When you say render(@cart), what's really happening behind the scenes is Rails is making a lot of assumptions for you based on the conventions of how Rails generally works.

Let's start off with the @cart variable. This is an instance variable, which is a variable that's accessible to anything inside your controller. Views have a special relationship with controllers, so instance variables defined within a controller method are available within the view.

You could use @cart within your partial, and everything would work fine in this case. But it's generally a bad idea - you want partials to be reusable in different spots, and assuming that an instance variable exists introduces coupling between your controller and the partial.

TASK LIST:
A. According to the Rails rendering passage, why is it a bad idea to use @cart inside a partial? Answer in one to three sentences.
B. Reproduce the part of the Rails rendering passage between "When you say" and "Rails generally works.", inclusive.
C. Resume the Rails rendering passage, carrying it on from its final sentence.
The rows have no connection to the Rails rendering passage.

INFORMATION GIVEN:
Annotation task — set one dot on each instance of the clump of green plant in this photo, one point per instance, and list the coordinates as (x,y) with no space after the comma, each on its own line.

...

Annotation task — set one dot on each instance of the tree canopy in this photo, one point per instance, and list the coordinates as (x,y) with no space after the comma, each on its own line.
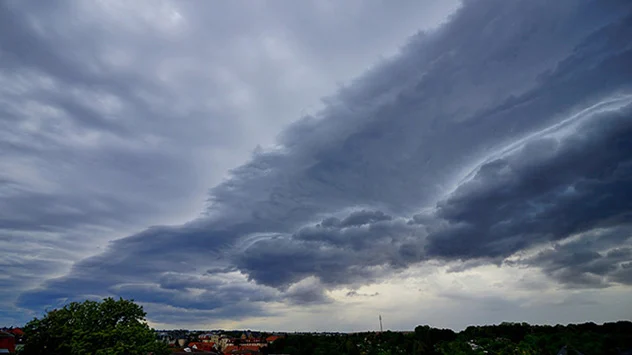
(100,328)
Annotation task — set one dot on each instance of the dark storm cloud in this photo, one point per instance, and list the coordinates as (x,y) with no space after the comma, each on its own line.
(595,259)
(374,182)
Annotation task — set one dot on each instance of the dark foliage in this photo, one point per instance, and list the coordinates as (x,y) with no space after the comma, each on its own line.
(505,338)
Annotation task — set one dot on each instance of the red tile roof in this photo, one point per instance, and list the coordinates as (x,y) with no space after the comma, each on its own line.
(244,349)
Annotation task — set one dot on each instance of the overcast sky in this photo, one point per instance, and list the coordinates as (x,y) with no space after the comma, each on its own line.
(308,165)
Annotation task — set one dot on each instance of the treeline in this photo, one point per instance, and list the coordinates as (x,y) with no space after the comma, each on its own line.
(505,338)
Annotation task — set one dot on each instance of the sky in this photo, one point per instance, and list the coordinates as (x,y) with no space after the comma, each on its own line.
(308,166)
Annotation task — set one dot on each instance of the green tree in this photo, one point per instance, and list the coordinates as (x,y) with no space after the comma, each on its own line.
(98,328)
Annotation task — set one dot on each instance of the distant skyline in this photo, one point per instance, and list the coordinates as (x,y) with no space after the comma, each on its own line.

...

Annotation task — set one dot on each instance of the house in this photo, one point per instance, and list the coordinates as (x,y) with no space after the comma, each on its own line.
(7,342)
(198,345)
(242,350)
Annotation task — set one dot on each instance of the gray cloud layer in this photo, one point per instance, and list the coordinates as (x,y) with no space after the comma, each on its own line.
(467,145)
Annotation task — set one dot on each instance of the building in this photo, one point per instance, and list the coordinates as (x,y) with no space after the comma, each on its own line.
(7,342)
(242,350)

ANSWERS PER TASK:
A. Partials should be reusable in different places. A partial that assumes an instance variable exists creates coupling between the controller and the partial.

B.
When you say render(@cart), what's really happening behind the scenes is Rails is making a lot of assumptions for you based on the conventions of how Rails generally works.

C.
The solution that Rails provides is the ability to pass local variables to a partial. Remember how I said that render(@cart) is a shortcut? What's really happening behind the scenes is this:

render partial: 'carts/cart', locals: { cart: @cart }

Because you're following Rails conventions, Rails can make the following assumptions:

  • The partial for a Cart is located in app/views/carts/_cart.html.erb
  • That partial is going to use a local variable named cart, which is passed to the method.

So as a result, the following:

render @cart

has the same effect as the more verbose line above.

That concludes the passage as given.